Ah, the purges begin. Lord Sidious is busy once more!


----------



## D_Brady

I think you have made a wise choice with Nightingale8472.


----------



## Cruentus

> _Originally posted by D_Brady _
> *I think you have made a wise choice with Nightingale8472. *



I agree! Congrat's, Nightingale! It's good to have you aboard as a new moderator.


----------



## Michael Billings

Have fun, do good, and don't put up with any BS, especially from people like me.

-Michael
KenpoTexas.com


----------



## Johnathan Napalm

Nightingale would make a great mod.  Good pick!


----------



## Rich Parsons

good luck NightingGale,

I hope you will still remember us little people ?    :rofl:


----------



## jfarnsworth

Good luck and have fun.


----------



## jfarnsworth

> _Originally posted by Rich Parsons _
> *I hope you will still remember us little people ? :rofl: *



Hey wait a second  you are not little?
※ ※ ※
▶ _Parts of the exercise_:
1. Which usernames appear as post headers in the thread about the new moderator? Give each one once.
2. Pick up the thread about the new moderator after its last post and write what comes next.
None of the lines that come after this are needed.
※ ※ ※
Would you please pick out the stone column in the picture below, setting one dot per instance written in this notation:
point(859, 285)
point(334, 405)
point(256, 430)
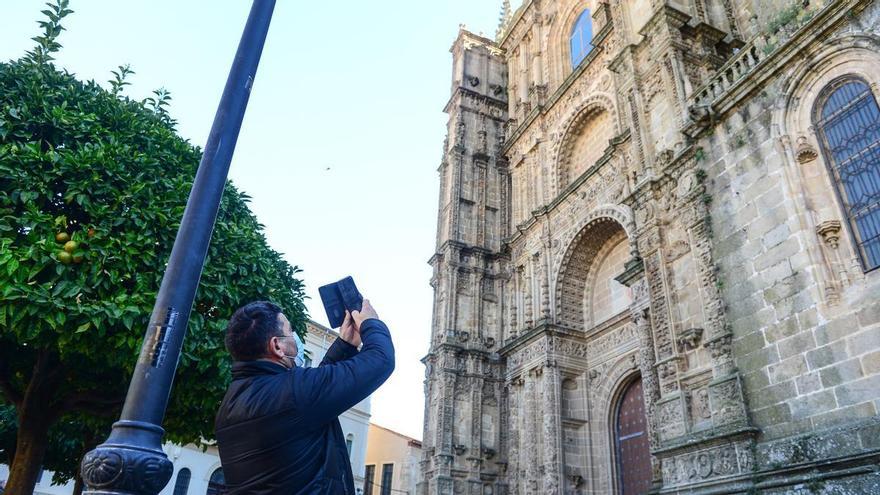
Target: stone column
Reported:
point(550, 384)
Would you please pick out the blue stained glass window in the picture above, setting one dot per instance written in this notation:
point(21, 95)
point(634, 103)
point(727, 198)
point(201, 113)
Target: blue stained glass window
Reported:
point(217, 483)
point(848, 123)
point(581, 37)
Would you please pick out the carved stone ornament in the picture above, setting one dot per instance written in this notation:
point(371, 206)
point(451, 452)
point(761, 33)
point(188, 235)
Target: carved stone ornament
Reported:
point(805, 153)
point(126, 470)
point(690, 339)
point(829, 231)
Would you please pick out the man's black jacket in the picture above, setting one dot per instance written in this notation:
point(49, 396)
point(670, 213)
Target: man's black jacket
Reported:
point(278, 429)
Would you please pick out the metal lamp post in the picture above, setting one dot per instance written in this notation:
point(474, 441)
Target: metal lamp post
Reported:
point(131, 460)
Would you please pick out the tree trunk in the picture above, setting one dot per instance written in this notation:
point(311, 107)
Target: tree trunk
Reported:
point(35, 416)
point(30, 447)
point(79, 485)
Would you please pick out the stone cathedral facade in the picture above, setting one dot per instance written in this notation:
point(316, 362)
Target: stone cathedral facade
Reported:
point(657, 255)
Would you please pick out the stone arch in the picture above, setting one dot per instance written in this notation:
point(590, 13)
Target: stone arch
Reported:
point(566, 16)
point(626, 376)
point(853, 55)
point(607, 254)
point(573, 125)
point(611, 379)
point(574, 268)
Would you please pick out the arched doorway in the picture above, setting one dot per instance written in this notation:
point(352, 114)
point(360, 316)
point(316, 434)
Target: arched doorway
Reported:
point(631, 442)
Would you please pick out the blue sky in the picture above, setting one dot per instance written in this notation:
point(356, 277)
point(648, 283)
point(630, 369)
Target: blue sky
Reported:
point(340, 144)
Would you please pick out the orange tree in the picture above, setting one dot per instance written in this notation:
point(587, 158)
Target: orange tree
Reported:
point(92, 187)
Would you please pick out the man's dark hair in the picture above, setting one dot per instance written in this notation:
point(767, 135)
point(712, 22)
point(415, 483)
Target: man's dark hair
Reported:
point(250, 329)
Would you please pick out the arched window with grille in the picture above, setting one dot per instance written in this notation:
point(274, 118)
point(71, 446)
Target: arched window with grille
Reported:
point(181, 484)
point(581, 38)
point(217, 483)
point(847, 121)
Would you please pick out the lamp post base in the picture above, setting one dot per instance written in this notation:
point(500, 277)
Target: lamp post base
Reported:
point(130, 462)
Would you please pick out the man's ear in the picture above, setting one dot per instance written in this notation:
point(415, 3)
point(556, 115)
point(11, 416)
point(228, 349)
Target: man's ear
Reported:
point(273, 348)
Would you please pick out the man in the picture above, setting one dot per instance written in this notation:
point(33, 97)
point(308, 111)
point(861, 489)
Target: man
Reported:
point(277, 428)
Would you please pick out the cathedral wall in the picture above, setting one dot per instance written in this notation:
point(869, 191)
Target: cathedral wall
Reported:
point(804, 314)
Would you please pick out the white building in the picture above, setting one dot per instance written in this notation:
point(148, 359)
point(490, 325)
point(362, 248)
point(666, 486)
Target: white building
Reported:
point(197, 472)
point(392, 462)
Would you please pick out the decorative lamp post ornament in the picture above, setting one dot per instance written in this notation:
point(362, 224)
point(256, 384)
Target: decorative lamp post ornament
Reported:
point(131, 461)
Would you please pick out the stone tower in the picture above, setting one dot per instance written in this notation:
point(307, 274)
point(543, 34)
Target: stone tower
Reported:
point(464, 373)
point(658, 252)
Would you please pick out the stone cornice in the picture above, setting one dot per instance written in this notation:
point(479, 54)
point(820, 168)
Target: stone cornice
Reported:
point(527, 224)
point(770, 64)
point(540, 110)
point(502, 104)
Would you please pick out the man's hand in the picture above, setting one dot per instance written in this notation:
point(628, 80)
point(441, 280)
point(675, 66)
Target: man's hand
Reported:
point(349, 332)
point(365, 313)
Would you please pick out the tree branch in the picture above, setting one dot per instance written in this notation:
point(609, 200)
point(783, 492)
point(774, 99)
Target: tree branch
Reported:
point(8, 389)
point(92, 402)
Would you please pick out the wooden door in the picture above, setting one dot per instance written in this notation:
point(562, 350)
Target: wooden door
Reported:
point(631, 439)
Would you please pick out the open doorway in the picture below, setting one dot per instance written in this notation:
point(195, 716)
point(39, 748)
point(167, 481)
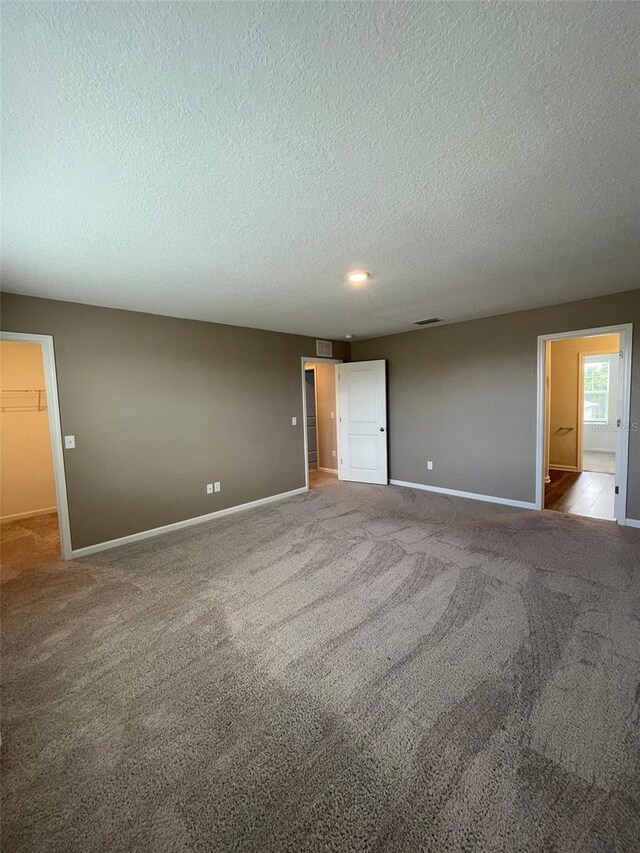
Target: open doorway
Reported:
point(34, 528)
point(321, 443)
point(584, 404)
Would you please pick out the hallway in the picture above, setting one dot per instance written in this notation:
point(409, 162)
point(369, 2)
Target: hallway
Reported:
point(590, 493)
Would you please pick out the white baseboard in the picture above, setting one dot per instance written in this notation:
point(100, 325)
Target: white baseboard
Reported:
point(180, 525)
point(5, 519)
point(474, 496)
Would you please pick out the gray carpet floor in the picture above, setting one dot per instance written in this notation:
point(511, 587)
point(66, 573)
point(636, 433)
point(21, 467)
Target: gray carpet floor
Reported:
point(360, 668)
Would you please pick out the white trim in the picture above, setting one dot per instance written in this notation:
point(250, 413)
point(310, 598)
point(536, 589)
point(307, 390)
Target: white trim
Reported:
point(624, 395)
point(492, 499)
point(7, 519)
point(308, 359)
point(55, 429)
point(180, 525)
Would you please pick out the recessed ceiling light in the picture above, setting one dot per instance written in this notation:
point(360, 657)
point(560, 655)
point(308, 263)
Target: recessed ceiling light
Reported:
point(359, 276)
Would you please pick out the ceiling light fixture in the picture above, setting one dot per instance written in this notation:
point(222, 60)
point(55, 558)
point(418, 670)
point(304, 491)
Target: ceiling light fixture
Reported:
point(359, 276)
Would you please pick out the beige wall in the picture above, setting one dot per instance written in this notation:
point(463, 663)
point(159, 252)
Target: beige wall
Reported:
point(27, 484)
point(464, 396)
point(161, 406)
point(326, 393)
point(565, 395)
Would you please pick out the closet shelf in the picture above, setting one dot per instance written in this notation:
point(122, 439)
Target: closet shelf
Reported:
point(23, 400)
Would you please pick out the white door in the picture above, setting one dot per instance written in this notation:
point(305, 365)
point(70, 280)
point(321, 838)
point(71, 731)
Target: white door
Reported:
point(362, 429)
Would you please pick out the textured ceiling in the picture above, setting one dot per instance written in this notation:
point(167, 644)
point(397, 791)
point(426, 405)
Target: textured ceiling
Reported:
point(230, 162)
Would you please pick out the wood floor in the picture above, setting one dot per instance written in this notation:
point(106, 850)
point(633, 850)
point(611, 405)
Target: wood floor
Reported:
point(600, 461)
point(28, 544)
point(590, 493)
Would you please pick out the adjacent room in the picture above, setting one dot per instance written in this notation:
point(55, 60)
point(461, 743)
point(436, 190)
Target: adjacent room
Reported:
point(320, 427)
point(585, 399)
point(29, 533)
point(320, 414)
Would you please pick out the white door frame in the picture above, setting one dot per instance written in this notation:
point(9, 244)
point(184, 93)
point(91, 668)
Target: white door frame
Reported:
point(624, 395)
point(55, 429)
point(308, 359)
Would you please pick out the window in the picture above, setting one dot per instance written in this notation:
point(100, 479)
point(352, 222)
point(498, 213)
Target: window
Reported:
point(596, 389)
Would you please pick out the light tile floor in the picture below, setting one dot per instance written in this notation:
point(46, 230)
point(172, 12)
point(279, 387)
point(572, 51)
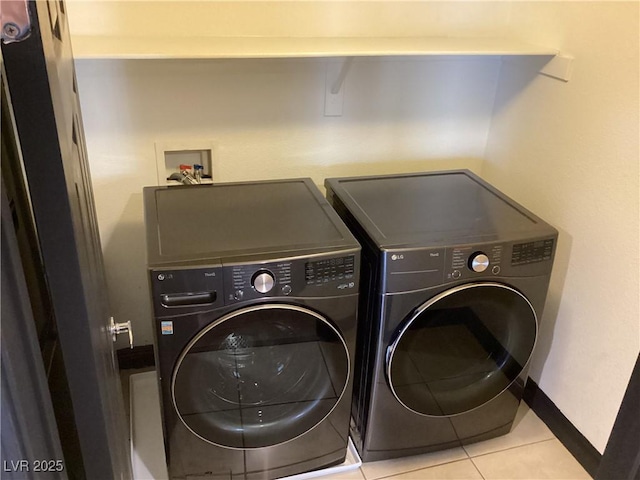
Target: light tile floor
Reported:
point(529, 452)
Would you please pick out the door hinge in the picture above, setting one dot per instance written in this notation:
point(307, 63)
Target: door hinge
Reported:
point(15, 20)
※ ※ ※
▶ _Responses to the tasks_:
1. D_Brady, Cruentus, Michael Billings, Johnathan Napalm, Rich Parsons, jfarnsworth

2.
----------



## Rich Parsons

> _Originally posted by jfarnsworth _
> *Hey wait a second  you are not little?   *




Figuratively not literally


----------



## Nightingale

MOD NOTE-

Please keep the discussion polite and respectful.

Thank you.

Nightingale8472
MT-Moderator




LOL. just practicing.  Thanks for the support, everyone. I'll try to do my best and be fair and all that.  It's an honor to be appointed.

:asian: 

-N-


----------



## Rich Parsons

> _Originally posted by nightingale8472 _
> *MOD NOTE-
> 
> Please keep the discussion polite and respectful.
> 
> Thank you.
> 
> Nightingale8472
> MT-Moderator
> 
> 
> 
> 
> LOL. just practicing.  Thanks for the support, everyone. I'll try to do my best and be fair and all that.  It's an honor to be appointed.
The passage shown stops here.